---- Entries shown
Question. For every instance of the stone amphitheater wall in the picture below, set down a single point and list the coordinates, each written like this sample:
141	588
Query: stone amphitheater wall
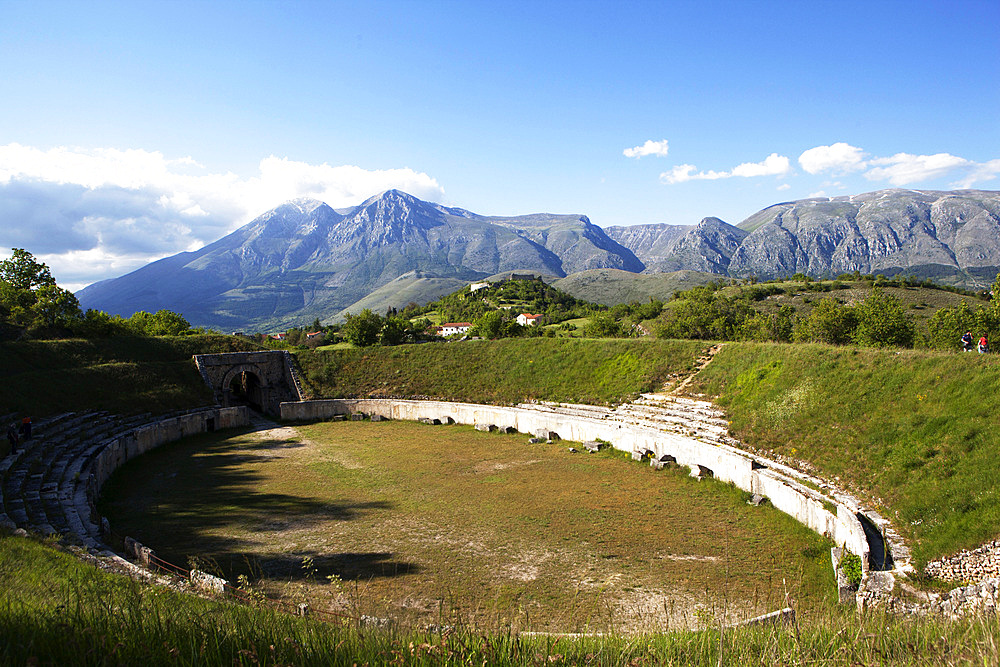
727	464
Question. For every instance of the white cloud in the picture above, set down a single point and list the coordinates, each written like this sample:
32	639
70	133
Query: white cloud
658	148
983	171
772	165
904	168
97	213
839	158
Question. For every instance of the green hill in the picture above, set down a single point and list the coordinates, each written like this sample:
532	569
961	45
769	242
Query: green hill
611	287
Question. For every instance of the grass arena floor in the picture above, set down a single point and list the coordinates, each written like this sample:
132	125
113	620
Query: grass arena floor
447	525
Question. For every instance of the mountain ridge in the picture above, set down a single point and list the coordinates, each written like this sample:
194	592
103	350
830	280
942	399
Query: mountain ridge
304	259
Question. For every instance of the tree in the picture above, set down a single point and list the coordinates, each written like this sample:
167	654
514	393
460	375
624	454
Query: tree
22	272
489	325
394	330
604	325
29	296
829	322
882	322
363	329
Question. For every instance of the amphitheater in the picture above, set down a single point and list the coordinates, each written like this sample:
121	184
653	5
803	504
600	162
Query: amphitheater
51	485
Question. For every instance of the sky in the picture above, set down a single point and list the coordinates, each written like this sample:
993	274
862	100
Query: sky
130	131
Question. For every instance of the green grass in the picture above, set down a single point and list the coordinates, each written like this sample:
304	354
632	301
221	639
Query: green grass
123	375
55	609
503	372
915	431
423	520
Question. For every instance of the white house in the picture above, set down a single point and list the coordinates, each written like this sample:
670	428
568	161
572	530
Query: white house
528	320
452	328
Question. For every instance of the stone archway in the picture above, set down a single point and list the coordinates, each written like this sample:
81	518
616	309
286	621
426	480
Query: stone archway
243	384
261	379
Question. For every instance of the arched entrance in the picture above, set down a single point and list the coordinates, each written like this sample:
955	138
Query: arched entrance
245	388
261	380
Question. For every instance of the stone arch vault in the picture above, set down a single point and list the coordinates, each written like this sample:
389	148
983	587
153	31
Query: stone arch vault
272	369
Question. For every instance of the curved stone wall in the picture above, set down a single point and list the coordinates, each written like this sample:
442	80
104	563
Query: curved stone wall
834	515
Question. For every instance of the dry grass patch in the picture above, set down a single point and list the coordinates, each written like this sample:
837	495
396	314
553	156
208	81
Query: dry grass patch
449	525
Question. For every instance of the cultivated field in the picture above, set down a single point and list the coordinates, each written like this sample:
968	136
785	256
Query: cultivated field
447	525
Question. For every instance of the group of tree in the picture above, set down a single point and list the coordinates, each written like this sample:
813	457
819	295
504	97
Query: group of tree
534	295
32	304
369	328
879	320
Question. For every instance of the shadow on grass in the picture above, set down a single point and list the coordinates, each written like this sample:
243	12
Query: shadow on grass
195	497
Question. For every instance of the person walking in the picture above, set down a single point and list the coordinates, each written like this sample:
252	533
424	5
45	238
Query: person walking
12	438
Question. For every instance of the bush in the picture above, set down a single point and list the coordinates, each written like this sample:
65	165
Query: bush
883	322
829	322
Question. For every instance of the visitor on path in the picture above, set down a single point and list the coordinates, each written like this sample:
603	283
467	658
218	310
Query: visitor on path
12	438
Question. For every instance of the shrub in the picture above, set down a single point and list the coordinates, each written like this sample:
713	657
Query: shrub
829	322
883	322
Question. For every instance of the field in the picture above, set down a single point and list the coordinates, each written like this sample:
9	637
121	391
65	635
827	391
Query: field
445	524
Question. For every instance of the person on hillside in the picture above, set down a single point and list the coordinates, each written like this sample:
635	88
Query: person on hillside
12	438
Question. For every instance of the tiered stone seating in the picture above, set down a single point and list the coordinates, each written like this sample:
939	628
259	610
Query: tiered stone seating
48	486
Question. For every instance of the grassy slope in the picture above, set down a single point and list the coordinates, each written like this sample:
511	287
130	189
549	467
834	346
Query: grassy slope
55	609
504	371
499	531
916	430
612	286
123	375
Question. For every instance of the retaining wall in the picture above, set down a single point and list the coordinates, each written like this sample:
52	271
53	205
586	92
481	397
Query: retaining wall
728	464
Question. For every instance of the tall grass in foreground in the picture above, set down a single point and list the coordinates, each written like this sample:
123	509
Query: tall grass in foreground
55	609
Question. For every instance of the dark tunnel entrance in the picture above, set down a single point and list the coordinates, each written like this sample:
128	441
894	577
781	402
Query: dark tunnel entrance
245	389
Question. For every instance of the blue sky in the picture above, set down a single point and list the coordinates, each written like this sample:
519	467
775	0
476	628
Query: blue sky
131	131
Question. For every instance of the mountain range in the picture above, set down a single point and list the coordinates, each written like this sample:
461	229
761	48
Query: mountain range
306	260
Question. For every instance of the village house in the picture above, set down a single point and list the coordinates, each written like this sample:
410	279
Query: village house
528	320
452	328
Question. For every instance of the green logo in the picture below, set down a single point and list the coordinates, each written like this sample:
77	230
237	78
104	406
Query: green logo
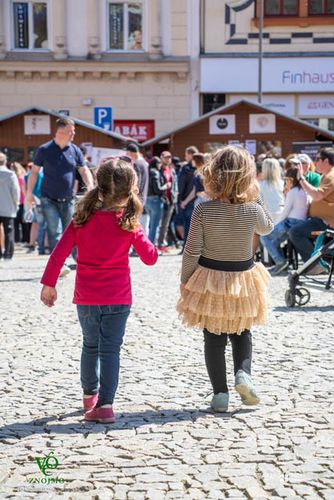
49	462
46	465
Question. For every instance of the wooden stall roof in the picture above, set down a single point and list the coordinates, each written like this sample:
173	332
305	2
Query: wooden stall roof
82	123
241	104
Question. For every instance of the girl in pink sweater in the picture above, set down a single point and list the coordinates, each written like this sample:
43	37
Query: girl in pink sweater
104	227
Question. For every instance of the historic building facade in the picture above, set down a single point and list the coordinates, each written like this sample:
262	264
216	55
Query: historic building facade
298	56
75	55
162	63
--------
▶ [What you need to do] Would it be possible to copy the material exactly, excluding the images?

▶ [Answer section]
Question. For every instance of the stone amphitheater wall in the picture below, set down a single point and list the coordinates, each written like this sample:
141	588
Query: stone amphitheater wall
727	464
Question. For every instance of the white cloud in the picture above, set down a single point and list the coordinates, each written like this sample:
32	639
70	133
Query: white cloud
658	148
983	171
772	165
904	168
97	213
839	158
Question. For every instance of the green hill in the picture above, set down a single point and list the coordinates, each written like this sample:
532	569
961	45
769	242
Query: green hill
611	287
Question. For every instance of the grass arena floor in the picture above, set down a single point and list the coordinates, each written like this sample:
132	125
113	620
Query: grass arena floor
447	525
Question. For every instance of the mountain ridge in the picture above, set down a single point and list the coordinates, each written like this sample:
194	592
103	350
830	280
942	399
Query: mountain ridge
304	259
Question. For every instance of the tree in the picture above, set down a single point and list the coordinates, each written like this sample:
167	654
514	393
460	375
624	454
Query: tree
22	272
489	325
394	330
604	325
29	296
829	322
882	322
363	329
Question. For every instance of the amphitheater in the picture above, set down a single point and list the coordinates, each written like this sample:
121	184
653	5
803	504
600	162
Query: amphitheater
51	485
Question. For every instance of the sky in the picture above, set down a single point and list the coordinates, each written like this sample:
993	274
862	100
Query: sky
130	131
Question. For every instance of the green grass in the picture above, set down a single point and list the coordinates, each written like this sample:
304	354
632	301
221	639
Query: green grass
123	375
55	609
503	372
915	431
423	520
Question. For every instance of the white house in the picture above, set down a single point and list the coordinates, each written like this sample:
670	428
568	161
572	530
Query: white house
528	320
452	328
Question. For every instance of the stone archway in the picture above, set down a single point and list the coordinates, each written like this sample:
81	518
616	309
286	621
426	480
Query: stone archway
243	384
261	379
Question. For every instance of the arched entrance in the picture above, set down a single point and list the coordinates, each written like this sample:
955	138
Query: arched entrance
245	388
261	380
Question. For every instance of the stone arch vault in the picture above, set down a single point and list the coordinates, each written like this sample:
389	148
983	587
153	31
Query: stone arch vault
272	369
Question. For every instance of the curved stone wall in the picture above, set down a single point and list the coordinates, each written like this sample:
442	80
104	563
Query: curved stone wall
834	515
Question. For every instance of the dry grass patch in the picture above, set down a single point and list the coordinates, each written like this sample:
837	495
396	314
553	156
208	81
Query: dry grass patch
449	525
Question. For every instance of the cultivated field in the picture above, set down a single point and list the coordinates, each written like this sample:
968	136
785	256
Query: cultivated field
447	525
Question. For every instance of the group of tree in the picture above, set down a single point and list the coordinates, each written like this sample:
813	457
819	295
504	97
Query: group of tree
534	295
32	304
369	328
879	320
Question. For every instance of the shadow on grass in the picture above, set down a single point and list the coordinates, each written like this sample:
243	12
Query: shadow on grass
195	497
Question. For every instance of the person walking in the picture above, set down a single point and list the coordinates, each written like this sample:
252	533
424	5
45	238
Query: person walking
12	438
Question. For every instance of the bush in the picture above, set down a single point and list the coordinates, each written like this sample:
65	165
Query: bush
883	322
829	322
Question. For every instance of the visitor on path in the picture above, set down a single point and list the coordinates, each written like this sample:
603	283
467	658
218	310
Query: visitor on path
12	438
Question. For every instance of the shrub in the picture above, set down a single point and list the coordinates, each written like this sample:
713	657
Query: shrub
829	322
883	322
Question. For every instance of the field in the picture above, set down a single point and list the coordinates, each written like this sample:
9	637
121	391
65	635
827	391
Query: field
445	524
Question. For every instance of the person on hillside in the picture above, set down a single point and list the coordinates, each written like this sample:
635	88
Query: person on hillside
12	438
Question. For every instance of the tiered stone seating in the picture above, set down a single point and list the coordinates, each written like this sample:
939	628
259	610
Query: tiered stone seating
48	486
Question. For every instance of the grassy slope in the picture above, set down a single point and list the coordinates, each written like this sample:
511	287
130	189
549	467
834	346
Query: grassy slope
55	609
504	371
499	531
916	430
612	286
123	375
Question. For every instance of the retaining wall in the picture above, set down a single point and list the coordinates, each written like this sample:
52	271
53	205
586	92
481	397
Query: retaining wall
728	464
Question. For every instance of the tall grass in foreground in the picture above, set down a single point and list the coordinates, each written like this sample:
123	509
Query: tall grass in foreground
55	609
Question. For every instance of the dark tunnel entrance in the picture above, set down a single point and list the coordinates, each written like this sample:
128	441
894	577
781	402
Query: dark tunnel entrance
245	389
Question. For every instance of the blue sky in the picture above, set down a single point and list the coordinates, each written like this sample:
519	467
775	0
476	628
Query: blue sky
131	131
Question. For every instance of the mountain range in the picture above, set down a single point and list the coordinates, each written like this sample:
461	229
761	48
Query: mountain range
306	260
Question. For every instance of the village house in the picture above, set down a single point and list the coordinates, each written like this sample:
410	279
Query: village house
528	320
452	328
Question. For every instance of the green logo in the picture below, set down a single point and list the coordinates, each written like this sample:
77	230
237	78
104	406
Query: green logo
49	462
46	465
Question. For every instance of the wooden stall roof in the picture above, set down a single point and list the coordinates, each written like this sample:
173	332
305	2
Query: wooden stall roof
82	123
241	104
Question. For every instance of the girl in pink sweater in the picture above, set down a single point and list the coordinates, each written like this sample:
43	37
Query: girl in pink sweater
104	227
Question. For every instance of the historic building facade in the picture above, set down a single point and list the coordinates, each written like this sample:
262	264
216	55
Query: historic building facade
298	56
75	55
162	63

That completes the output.